Please reproduce all of the data below word for word, omitting the pictures.

(Data from a collection)
## begin
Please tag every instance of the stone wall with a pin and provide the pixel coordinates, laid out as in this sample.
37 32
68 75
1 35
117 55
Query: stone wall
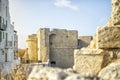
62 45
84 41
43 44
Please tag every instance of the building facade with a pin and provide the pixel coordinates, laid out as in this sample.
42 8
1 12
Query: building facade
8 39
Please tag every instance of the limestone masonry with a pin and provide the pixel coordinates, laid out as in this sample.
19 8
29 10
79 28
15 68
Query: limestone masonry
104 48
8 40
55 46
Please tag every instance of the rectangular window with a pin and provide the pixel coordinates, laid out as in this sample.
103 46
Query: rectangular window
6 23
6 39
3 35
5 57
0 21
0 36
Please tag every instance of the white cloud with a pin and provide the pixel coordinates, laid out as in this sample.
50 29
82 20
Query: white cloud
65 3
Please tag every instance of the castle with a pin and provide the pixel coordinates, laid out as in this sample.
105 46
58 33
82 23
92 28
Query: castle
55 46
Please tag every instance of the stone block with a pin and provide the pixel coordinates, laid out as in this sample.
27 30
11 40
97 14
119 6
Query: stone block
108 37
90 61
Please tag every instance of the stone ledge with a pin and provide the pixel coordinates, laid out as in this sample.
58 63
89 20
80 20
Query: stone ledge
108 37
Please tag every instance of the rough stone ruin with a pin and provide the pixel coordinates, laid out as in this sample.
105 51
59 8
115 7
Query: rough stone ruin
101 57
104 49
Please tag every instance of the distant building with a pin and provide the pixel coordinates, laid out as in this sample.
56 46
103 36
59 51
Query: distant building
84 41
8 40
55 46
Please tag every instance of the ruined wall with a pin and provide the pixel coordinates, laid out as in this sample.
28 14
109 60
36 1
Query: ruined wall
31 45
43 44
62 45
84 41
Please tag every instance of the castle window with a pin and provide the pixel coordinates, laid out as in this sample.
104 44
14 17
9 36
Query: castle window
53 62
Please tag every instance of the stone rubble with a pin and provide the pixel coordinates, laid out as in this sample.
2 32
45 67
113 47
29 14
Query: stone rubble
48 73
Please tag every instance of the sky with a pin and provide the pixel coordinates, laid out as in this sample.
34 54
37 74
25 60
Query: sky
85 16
## end
## Output for this exercise
Please tag every instance of the stone wall with a pin and provide the pixel coordinates, laid out as in this sample.
37 32
68 75
1 35
117 55
Query: stone wall
62 45
84 41
43 44
Please tag every instance of the building facade with a pin and provide the pixel coordinates, laid out as in this sample.
42 8
1 12
Query: building facade
8 39
Please tag every instance of the limestone masonry with a pin and provide the pixel coordinates, laid out as in this sample.
19 8
29 10
79 28
15 68
Query: limestone masonry
104 48
8 40
55 46
Please tag every instance of the rectangular window with a pin and provide the pixel coordinates, laid out as in this sample.
103 46
Query: rectangular window
6 23
6 39
3 35
5 57
0 21
0 36
Please tag every instance of the white cloud with a pin and provide the pixel coordinates, laid out as in this sample.
50 29
82 20
Query: white cloud
65 3
Please tag every instance of the castle with a pin and provide the pixel coordinates, laid out as in this sample.
105 46
58 33
82 23
92 28
Query: castle
55 46
Please tag every instance of the stone block with a pin and provide the pixel coordinates, laid out as in this sample.
27 30
11 40
97 14
119 6
Query: stone block
108 37
90 61
Please tag every instance of the stone ledge with a pin and provide the pixel coordinates, laid out as in this sample.
58 63
89 20
80 20
Query: stone ledge
108 37
Please tag every instance of the rough stone ruin with a pin and provide the pixel coordinates, laid out as in this sample.
105 51
59 8
115 7
Query: rough stone ruin
101 57
104 49
Please tag every instance of the distant building with a pin and provide the pixel coordinates, laid out as in this sample.
56 46
103 36
59 51
Query: distant building
84 41
8 40
55 46
Please tag every instance of the ruined wall with a pin and provide the pixel coordinates, laid out as in this sample.
28 14
109 60
36 1
Query: ruined wall
31 45
43 44
62 45
84 41
Please tag every instance of the castle window with a pin and provide the pixel coordinates, laid out as in this sample.
104 44
14 17
9 36
Query: castle window
53 62
Please tag every instance of the stone rubble with a pin and provide the pixel coordinates, laid out as in this sample.
2 32
45 67
113 47
29 14
Query: stone rubble
48 73
Please tag every instance of the sky with a pin and provide the pixel coordinates, laid out as in this sample.
34 54
37 74
25 60
Query: sky
85 16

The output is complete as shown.